### Task directions
Each entry below must be repeated word for word.
** Supplied material follows **
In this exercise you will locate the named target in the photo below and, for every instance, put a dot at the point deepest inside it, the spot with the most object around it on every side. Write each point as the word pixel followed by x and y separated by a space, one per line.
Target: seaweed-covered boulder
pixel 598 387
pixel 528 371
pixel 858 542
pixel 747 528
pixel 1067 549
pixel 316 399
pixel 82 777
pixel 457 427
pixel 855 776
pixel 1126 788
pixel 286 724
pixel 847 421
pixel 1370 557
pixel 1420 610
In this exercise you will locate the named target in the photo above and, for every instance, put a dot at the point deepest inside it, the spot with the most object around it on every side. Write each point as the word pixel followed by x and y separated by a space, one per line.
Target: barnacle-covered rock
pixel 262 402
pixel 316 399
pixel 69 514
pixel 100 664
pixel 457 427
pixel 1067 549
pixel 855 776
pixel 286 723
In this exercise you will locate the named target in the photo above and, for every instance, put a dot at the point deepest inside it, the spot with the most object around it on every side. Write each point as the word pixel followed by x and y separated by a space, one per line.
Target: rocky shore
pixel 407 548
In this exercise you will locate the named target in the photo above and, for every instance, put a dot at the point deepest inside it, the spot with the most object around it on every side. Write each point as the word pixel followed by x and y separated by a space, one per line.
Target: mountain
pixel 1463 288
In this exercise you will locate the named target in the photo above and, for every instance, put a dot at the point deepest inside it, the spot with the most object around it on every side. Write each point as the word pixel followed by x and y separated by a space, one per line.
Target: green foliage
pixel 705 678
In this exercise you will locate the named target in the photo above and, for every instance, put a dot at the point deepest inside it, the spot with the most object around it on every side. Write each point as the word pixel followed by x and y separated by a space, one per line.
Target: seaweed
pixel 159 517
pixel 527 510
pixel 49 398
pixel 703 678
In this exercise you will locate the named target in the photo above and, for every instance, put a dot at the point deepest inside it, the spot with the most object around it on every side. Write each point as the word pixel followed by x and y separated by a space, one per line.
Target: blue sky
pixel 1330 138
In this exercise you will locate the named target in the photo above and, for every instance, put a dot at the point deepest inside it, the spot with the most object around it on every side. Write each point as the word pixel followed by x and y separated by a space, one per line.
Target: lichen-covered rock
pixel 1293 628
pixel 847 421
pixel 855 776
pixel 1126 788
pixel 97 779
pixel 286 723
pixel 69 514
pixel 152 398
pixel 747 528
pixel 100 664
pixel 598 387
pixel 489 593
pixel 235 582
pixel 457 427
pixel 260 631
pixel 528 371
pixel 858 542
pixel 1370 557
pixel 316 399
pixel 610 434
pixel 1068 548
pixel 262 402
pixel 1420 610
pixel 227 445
** End of Supplied material **
### Task solution
In this exercise you will locate the named target in the photo below and, for every instance, put a dot at the point deepest inside it, the spot with the most object around it on every side. Write each point as the word pixel followed by x and y separated by a space, one per line.
Target: seaweed-covered boulder
pixel 598 387
pixel 528 371
pixel 858 542
pixel 747 528
pixel 1067 549
pixel 316 399
pixel 82 777
pixel 457 427
pixel 855 776
pixel 1126 788
pixel 286 724
pixel 847 421
pixel 1370 557
pixel 1420 610
In this exercise you will locate the named target in the photo above and, for every instance, put a dot at the point deepest inside it, the spot with the most object around it on every side. Write each point as the word pixel followed by x and y separated by a space, one per line.
Target: barnacle-covered rock
pixel 262 402
pixel 316 399
pixel 69 514
pixel 100 664
pixel 457 427
pixel 1067 549
pixel 855 776
pixel 286 723
In this exercise you will locate the named target in the photo above and, for every instance, put a dot at the point deepest inside it, the spot with the most object around it on every side. Write each point as the word pixel followed by x and y separated by a space, one per line.
Target: rocky shore
pixel 407 548
In this exercise you will locate the named target in the photo above and, for every instance, put a dot at the point deepest inside it, the spot with the most object around it on every side. Write each point as the word pixel followed by x and y separated by a space, one per line.
Target: mountain
pixel 1463 288
In this exercise you will locate the named target in the photo above and, for every instance, put a dot at the point deepest inside it, the spot with the most object around it on every side. Write each point as the word pixel followed by x and y separated by a space, one per line.
Target: green foliage
pixel 705 678
In this exercise you will locate the named target in the photo above and, for every instance, put a dot at the point deepest inside it, the spot with the most object around it on every side. Write each point as the word pixel followed by x and y separated by a space, one per line.
Target: seaweed
pixel 159 517
pixel 527 510
pixel 49 398
pixel 703 678
In this exercise you will locate the named target in the photo above and, for every instance, put a dot at the point deepest inside it, the spot with the most object around it on every side. Write each point as the word pixel followed by x and y separated by a space, one per line.
Target: blue sky
pixel 1330 138
In this exercise you will locate the named target in the photo above and, for every instance, put a dot at the point deepest inside it, the spot with the most object around it on every side. Write each point as the word pixel followed by x and y separated by a space, one per line.
Target: lichen-covered rock
pixel 1293 628
pixel 847 421
pixel 855 776
pixel 1126 788
pixel 97 779
pixel 286 723
pixel 69 514
pixel 152 398
pixel 747 528
pixel 100 664
pixel 598 387
pixel 489 593
pixel 235 582
pixel 457 427
pixel 260 631
pixel 528 371
pixel 858 542
pixel 1370 557
pixel 316 399
pixel 610 434
pixel 1068 548
pixel 262 402
pixel 1420 610
pixel 227 445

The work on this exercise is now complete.